Reproduce every line in the material below that holds "wheat".

THE DATA →
((

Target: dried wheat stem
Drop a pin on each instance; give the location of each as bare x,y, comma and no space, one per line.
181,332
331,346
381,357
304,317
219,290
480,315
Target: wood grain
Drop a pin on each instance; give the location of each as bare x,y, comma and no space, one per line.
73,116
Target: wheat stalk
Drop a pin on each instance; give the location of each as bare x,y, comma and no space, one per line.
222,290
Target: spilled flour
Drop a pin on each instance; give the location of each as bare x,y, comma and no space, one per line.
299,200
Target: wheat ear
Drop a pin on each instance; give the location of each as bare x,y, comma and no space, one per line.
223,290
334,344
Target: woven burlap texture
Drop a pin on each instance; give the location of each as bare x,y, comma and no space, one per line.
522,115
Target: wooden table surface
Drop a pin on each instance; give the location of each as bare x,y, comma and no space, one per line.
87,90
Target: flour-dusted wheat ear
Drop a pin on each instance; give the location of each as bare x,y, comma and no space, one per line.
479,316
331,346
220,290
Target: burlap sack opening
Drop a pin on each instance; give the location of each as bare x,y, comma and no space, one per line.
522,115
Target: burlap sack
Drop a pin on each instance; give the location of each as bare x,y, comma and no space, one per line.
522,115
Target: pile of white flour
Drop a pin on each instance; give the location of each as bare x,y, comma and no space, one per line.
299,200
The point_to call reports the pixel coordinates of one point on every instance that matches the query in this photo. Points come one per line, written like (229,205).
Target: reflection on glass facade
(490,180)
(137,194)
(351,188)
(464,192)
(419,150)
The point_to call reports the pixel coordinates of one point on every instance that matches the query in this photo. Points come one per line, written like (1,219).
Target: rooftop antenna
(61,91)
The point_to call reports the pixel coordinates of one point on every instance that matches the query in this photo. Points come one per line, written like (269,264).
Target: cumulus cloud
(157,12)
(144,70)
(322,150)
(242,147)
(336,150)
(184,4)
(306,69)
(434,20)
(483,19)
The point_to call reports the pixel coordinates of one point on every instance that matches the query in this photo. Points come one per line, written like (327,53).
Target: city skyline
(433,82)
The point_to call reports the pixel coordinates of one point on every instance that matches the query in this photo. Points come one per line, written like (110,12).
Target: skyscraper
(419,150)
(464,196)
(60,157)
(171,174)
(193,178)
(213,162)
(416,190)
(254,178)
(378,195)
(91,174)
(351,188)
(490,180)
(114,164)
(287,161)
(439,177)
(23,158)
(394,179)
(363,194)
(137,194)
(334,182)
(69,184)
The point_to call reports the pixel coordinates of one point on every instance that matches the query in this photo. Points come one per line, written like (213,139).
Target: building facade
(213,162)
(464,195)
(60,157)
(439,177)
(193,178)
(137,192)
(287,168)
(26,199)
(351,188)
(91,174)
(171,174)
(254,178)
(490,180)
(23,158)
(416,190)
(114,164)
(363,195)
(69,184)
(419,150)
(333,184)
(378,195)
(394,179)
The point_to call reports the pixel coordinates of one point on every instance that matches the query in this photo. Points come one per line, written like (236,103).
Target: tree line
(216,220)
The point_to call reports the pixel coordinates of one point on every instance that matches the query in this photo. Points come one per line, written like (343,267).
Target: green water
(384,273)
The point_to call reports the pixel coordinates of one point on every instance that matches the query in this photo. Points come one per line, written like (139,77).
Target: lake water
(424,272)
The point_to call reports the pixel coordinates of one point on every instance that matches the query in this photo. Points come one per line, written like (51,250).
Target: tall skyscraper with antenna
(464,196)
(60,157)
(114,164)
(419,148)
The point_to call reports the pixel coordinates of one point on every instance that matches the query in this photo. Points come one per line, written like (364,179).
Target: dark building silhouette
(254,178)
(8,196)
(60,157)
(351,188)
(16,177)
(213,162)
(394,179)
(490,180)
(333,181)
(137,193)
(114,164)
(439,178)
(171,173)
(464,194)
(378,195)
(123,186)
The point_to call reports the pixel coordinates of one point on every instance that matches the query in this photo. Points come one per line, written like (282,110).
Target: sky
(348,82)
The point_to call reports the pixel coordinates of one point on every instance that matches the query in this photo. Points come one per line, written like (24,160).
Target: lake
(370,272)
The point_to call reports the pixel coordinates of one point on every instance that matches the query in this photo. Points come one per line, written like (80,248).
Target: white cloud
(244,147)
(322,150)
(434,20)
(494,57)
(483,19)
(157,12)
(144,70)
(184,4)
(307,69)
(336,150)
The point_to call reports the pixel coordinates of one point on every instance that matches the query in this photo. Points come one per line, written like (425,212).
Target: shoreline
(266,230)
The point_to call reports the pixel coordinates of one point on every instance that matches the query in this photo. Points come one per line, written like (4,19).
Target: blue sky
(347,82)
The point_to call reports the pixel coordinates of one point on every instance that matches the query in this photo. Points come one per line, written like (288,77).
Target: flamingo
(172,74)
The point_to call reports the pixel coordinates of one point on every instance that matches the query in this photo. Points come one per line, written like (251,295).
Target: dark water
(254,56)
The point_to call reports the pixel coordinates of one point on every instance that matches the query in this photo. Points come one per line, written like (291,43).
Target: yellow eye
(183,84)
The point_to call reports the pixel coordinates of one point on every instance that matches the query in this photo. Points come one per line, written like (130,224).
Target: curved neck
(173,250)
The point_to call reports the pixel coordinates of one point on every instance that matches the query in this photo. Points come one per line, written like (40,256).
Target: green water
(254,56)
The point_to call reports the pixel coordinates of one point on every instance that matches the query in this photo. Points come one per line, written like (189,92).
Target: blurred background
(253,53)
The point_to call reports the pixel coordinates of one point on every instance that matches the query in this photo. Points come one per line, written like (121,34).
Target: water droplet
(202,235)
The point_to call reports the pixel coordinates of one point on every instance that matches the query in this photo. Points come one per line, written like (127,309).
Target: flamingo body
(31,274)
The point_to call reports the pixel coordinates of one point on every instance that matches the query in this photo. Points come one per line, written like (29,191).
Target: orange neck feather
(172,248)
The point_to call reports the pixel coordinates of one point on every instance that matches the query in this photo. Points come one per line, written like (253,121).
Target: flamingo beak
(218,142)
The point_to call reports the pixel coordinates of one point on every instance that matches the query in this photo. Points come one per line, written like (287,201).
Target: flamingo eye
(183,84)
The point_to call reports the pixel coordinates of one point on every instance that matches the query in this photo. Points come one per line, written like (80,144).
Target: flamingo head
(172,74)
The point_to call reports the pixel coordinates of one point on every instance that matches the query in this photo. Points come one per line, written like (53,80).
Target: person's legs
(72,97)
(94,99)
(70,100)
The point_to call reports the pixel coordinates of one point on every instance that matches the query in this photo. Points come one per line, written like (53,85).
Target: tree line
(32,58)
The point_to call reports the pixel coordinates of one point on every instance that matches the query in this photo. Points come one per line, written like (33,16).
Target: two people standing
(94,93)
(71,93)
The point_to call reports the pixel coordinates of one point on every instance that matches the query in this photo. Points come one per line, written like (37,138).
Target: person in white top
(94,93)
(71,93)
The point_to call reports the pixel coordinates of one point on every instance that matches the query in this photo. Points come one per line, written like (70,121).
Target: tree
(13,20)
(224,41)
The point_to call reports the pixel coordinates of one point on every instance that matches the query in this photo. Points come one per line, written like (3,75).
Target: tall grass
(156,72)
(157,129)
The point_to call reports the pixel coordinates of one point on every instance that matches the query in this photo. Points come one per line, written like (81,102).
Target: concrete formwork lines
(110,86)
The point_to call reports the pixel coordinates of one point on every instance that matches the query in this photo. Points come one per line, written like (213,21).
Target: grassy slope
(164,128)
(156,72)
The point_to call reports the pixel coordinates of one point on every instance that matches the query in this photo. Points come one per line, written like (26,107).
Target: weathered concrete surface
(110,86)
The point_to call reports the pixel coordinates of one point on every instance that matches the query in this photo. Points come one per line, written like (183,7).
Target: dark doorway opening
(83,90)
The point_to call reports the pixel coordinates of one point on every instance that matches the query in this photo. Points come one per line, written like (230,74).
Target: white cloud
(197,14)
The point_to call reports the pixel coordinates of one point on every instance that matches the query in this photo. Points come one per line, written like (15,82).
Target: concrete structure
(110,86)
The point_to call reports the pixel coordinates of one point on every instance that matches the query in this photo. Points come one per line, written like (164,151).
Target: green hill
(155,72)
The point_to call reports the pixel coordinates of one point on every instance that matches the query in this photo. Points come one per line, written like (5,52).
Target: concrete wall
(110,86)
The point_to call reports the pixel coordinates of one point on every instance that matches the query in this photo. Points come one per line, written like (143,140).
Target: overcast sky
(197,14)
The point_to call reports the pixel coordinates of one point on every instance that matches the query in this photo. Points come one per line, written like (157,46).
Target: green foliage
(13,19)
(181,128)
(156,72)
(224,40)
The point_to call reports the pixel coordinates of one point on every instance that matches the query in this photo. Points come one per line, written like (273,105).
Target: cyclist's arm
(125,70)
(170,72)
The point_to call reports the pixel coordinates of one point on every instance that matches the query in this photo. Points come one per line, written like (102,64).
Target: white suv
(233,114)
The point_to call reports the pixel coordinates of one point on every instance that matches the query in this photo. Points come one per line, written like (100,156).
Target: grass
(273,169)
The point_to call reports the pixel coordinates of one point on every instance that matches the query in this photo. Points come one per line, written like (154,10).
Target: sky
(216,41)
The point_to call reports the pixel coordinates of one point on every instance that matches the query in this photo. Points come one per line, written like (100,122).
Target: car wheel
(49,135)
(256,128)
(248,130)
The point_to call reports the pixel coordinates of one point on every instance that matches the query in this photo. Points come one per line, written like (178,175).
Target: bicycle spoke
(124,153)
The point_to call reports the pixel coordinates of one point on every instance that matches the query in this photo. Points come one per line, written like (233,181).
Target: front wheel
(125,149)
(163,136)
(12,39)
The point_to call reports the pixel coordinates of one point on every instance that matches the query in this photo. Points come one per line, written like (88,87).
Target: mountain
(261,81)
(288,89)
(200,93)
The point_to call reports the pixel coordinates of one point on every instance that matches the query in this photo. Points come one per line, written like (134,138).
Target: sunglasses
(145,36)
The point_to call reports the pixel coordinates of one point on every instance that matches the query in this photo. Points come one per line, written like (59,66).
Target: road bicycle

))

EXERCISE SOLUTION →
Target: dried wheat stem
Target: wheat stalk
Target: wheat ear
Target: flour-dusted wheat ear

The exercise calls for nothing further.